• Task statement:
Please rewrite every line of the entries below from the line with "Within the screenshot above, the stone" to the line with "[47,26,171,256]", both ends included, shifting each bounding box coordinate up by 74. Leave the pictures out.

◇ ◇ ◇ ◇ ◇ ◇ ◇

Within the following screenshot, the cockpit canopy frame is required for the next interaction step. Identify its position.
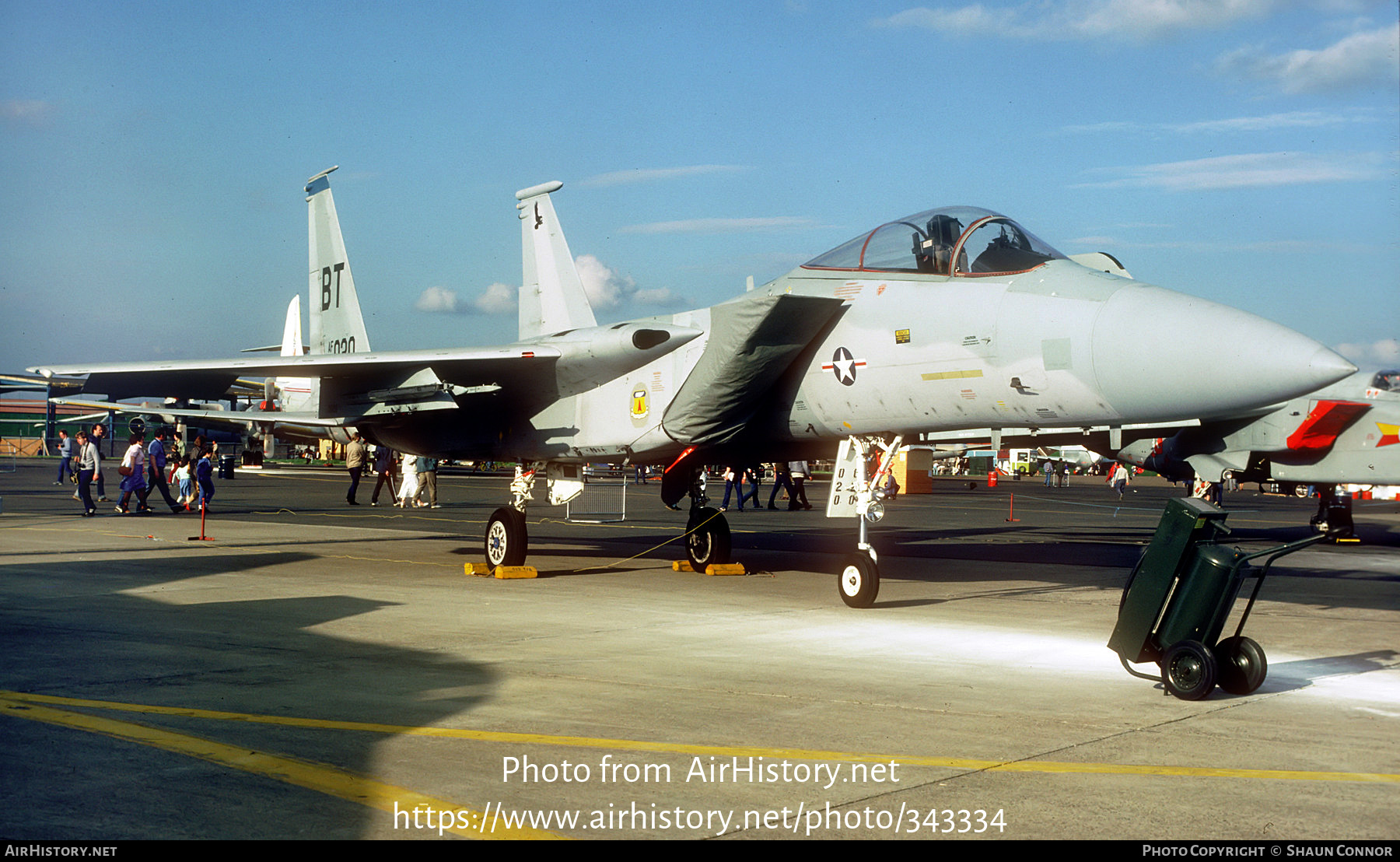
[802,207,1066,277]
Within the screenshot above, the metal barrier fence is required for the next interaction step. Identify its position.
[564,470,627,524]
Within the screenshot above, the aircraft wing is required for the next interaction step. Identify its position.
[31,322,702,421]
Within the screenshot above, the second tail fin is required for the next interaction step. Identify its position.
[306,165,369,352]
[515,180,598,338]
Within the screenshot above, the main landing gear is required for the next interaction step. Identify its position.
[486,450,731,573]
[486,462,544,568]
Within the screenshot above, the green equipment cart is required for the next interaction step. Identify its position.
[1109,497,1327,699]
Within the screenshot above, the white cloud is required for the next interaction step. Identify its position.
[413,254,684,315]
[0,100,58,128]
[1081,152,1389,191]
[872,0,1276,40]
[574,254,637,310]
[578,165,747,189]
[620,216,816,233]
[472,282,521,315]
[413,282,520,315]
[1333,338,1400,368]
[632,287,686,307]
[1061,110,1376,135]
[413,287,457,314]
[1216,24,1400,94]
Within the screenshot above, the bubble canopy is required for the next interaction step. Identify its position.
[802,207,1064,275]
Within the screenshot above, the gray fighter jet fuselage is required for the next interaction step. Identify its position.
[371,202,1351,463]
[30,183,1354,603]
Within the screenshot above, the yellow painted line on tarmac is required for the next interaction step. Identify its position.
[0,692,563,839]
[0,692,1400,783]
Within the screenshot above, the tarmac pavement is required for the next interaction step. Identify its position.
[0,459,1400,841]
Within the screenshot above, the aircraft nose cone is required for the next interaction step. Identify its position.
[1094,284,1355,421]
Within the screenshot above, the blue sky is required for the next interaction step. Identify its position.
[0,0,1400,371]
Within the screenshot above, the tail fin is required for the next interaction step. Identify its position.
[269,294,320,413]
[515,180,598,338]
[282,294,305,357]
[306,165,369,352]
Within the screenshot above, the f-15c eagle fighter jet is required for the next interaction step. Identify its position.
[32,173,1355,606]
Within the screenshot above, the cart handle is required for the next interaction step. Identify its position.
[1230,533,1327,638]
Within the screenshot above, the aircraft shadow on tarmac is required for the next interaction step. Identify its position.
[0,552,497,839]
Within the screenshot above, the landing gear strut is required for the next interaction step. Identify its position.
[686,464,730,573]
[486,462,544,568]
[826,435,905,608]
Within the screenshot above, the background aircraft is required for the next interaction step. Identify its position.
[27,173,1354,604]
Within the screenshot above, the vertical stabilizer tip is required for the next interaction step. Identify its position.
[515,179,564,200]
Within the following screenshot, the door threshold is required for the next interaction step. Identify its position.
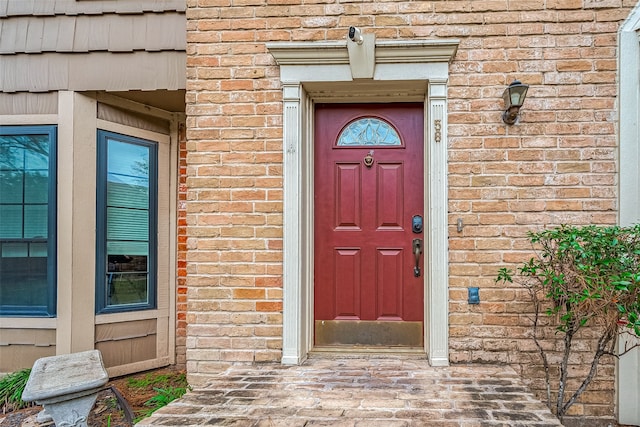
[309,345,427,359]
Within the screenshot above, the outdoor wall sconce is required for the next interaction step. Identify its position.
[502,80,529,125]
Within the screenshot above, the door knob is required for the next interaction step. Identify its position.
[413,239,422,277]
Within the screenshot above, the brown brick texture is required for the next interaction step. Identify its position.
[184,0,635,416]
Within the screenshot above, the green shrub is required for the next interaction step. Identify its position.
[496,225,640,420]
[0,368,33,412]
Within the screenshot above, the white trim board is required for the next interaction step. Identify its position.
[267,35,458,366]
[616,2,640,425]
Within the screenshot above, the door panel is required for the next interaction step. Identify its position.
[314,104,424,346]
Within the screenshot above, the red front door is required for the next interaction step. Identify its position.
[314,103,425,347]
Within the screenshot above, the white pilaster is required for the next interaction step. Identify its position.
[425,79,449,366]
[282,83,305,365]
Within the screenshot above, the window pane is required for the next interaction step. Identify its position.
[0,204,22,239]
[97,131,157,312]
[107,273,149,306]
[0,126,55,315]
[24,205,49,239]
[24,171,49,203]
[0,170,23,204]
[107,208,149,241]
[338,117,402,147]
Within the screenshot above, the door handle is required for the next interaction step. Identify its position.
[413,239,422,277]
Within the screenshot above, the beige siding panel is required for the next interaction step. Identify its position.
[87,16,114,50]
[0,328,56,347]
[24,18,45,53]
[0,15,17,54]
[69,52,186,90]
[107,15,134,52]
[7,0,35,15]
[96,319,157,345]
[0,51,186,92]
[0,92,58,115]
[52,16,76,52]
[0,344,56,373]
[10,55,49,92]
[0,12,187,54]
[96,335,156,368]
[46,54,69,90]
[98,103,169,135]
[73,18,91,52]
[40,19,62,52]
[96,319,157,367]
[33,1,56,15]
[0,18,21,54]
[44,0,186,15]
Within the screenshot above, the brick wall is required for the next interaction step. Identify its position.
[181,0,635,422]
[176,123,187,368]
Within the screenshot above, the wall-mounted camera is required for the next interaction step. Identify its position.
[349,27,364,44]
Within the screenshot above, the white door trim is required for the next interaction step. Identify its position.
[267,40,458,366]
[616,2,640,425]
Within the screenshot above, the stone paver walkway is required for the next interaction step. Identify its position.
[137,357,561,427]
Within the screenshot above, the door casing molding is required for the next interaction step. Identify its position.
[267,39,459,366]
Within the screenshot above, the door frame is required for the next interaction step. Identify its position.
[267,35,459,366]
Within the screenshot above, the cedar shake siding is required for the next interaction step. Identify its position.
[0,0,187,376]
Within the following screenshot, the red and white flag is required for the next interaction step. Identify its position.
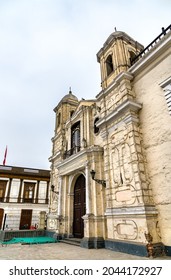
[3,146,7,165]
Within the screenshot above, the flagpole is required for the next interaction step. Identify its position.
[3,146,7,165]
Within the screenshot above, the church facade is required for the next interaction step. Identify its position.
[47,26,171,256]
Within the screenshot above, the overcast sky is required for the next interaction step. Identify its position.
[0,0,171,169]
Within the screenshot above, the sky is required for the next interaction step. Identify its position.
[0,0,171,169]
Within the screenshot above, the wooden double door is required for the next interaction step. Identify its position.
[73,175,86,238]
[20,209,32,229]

◇ ◇ ◇ ◇ ◇ ◇ ◇

• Task solution:
Within the screenshot above, the stone paver walkway is required for the next interaction step. Identify its position.
[211,431,635,501]
Within the screenshot above, the door casing molding is required for the next interaction step. Identify its position.
[341,113,533,440]
Within the screenshot above, the door frame is required for the next interaction step. Identify its position.
[341,109,533,440]
Within the screenshot above, the cedar shake siding is required for the next interaction step. Identify its position.
[74,74,261,450]
Within the following screenshot, the red and white flag is required for the next interaction step. Identify its position.
[77,220,81,239]
Within the screenshot above, the flagpole is required for the next interaction step. Identify its position.
[77,220,81,239]
Within the screenshot above, the church facade is required for the next interaction step. Identify its position.
[121,100,245,330]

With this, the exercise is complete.